◆ **Your assignment**
Every line in the data below has to be repeated exactly; no picture belongs in the result.

Collected data entries

= Beginning of Section =

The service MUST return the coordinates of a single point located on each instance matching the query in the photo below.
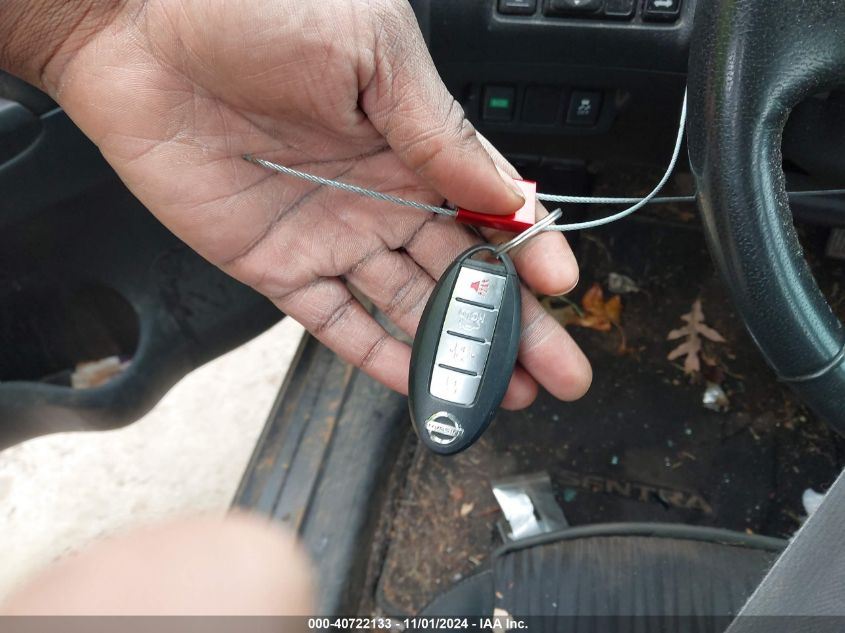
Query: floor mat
(640, 446)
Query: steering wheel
(752, 61)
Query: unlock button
(462, 354)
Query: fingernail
(511, 183)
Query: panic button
(479, 287)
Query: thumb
(406, 101)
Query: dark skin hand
(174, 92)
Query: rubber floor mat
(640, 446)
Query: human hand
(174, 92)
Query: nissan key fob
(465, 351)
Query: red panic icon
(481, 286)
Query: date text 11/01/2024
(498, 622)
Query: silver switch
(454, 386)
(461, 353)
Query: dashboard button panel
(517, 7)
(662, 10)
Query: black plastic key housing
(464, 351)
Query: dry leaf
(97, 373)
(694, 330)
(596, 313)
(456, 493)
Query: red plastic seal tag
(516, 223)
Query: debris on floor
(595, 313)
(811, 500)
(694, 330)
(715, 398)
(97, 373)
(621, 284)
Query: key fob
(464, 351)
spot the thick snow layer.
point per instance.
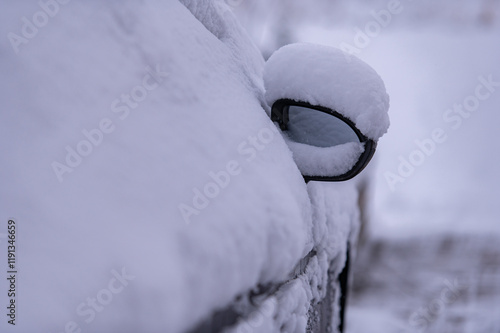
(326, 76)
(148, 184)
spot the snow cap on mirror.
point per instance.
(326, 76)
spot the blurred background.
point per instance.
(433, 260)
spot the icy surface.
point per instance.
(325, 161)
(326, 76)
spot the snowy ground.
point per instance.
(438, 222)
(435, 216)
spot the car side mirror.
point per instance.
(331, 107)
(326, 145)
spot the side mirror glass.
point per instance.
(326, 145)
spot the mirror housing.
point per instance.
(280, 115)
(331, 107)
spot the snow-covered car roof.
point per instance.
(145, 178)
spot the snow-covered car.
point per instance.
(144, 186)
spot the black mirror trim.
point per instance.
(279, 114)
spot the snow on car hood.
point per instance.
(148, 184)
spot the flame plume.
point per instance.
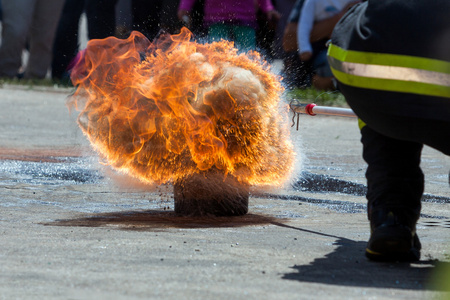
(165, 110)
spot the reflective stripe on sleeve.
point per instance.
(390, 72)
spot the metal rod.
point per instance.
(312, 110)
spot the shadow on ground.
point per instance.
(347, 266)
(153, 219)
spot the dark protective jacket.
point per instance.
(391, 59)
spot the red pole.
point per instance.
(313, 109)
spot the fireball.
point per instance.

= End of Section =

◆ **Reply**
The service MUST return the coordinates of a single point located on each instance matching the query in the photo below.
Query: floor mat
(640, 446)
Query: steering wheel
(752, 61)
Query: unlock button
(462, 354)
Query: fingernail
(511, 183)
Query: panic button
(479, 287)
Query: thumb
(406, 101)
Query: dark skin hand
(174, 92)
Query: rubber floor mat
(640, 446)
Query: human hand
(174, 92)
Query: nissan key fob
(465, 351)
Query: red panic icon
(481, 286)
Query: date text 11/01/2024
(498, 622)
Query: silver switch
(454, 386)
(461, 353)
Query: dashboard button panel
(517, 7)
(662, 10)
Query: black plastic key housing
(464, 351)
Query: dry leaf
(97, 373)
(694, 330)
(596, 313)
(456, 493)
Query: red plastic seal tag
(516, 223)
Query: debris on floor
(595, 313)
(811, 500)
(694, 330)
(715, 398)
(97, 373)
(621, 284)
Query: key fob
(464, 351)
spot the thick snow layer.
point per instance.
(326, 76)
(148, 184)
spot the snow cap on mirror.
point per instance.
(326, 76)
spot the blurred background.
point per instance.
(433, 260)
spot the icy surface.
point per instance.
(325, 161)
(326, 76)
spot the snowy ground.
point per instance.
(438, 222)
(435, 216)
spot the car side mirror.
point per instance.
(331, 107)
(326, 145)
spot the side mirror glass.
point per instance.
(326, 145)
spot the mirror housing.
point per instance.
(280, 115)
(331, 107)
spot the snow-covered car roof.
point per instance.
(145, 178)
spot the snow-covered car.
point per instance.
(144, 186)
spot the black mirror trim.
point per instance.
(279, 114)
spot the snow on car hood.
point per instance.
(148, 184)
spot the flame plume.
point per instance.
(165, 110)
spot the reflective stripe on sleeve.
point per instance.
(390, 72)
spot the metal rod.
point per instance.
(312, 110)
spot the shadow on ground.
point per instance.
(347, 266)
(153, 219)
spot the dark protective jacket.
point per instance.
(391, 59)
spot the red pole.
point per instance.
(313, 109)
spot the fireball.
point per instance.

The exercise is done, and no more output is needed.